- _Exercise data_

━━━━━━━━━━

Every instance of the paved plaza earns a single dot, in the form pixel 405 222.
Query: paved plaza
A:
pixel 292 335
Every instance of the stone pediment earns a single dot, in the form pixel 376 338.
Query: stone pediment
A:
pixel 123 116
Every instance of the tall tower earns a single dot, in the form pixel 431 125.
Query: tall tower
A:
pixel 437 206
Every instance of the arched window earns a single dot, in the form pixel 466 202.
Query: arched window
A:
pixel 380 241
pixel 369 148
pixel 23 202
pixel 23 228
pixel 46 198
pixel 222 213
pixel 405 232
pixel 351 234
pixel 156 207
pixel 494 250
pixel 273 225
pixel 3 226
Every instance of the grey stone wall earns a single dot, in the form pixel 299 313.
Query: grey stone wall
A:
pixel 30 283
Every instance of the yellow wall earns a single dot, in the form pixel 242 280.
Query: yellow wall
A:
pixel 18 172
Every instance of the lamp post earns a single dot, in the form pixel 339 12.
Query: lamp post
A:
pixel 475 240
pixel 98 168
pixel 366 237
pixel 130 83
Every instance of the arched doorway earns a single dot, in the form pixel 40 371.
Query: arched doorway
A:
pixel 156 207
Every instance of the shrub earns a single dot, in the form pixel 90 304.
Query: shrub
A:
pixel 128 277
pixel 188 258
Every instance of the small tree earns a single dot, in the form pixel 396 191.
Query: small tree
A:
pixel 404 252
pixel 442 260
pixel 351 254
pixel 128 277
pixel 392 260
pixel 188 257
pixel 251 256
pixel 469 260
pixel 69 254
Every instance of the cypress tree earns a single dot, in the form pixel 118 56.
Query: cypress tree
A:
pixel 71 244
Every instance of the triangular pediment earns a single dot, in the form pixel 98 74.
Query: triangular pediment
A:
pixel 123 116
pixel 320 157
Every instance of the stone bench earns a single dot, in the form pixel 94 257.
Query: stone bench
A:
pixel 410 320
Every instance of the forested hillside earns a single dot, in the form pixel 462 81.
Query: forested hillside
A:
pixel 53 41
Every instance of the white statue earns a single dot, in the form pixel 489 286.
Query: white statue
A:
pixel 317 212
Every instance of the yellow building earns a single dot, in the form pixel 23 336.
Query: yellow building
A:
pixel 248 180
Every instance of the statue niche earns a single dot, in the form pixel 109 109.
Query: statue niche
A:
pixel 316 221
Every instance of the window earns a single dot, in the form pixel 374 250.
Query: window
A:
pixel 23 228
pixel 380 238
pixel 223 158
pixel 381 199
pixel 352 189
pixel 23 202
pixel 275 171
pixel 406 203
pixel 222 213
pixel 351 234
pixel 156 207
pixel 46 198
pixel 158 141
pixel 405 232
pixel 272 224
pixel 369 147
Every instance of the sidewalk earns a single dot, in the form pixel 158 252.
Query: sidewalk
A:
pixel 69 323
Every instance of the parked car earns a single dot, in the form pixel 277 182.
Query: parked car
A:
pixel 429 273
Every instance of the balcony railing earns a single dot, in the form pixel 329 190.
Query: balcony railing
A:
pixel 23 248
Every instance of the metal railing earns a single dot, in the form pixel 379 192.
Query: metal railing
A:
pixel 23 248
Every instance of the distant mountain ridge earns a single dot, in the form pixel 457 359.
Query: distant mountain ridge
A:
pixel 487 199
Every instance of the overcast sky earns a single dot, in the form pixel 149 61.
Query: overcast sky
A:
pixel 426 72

━━━━━━━━━━

- _What the task requires_
Find all lines in the records that hold the word "sidewalk". Copy them.

- _Answer area_
Every instance of the sidewalk earns a single dot, in the form pixel 158 252.
Query: sidewalk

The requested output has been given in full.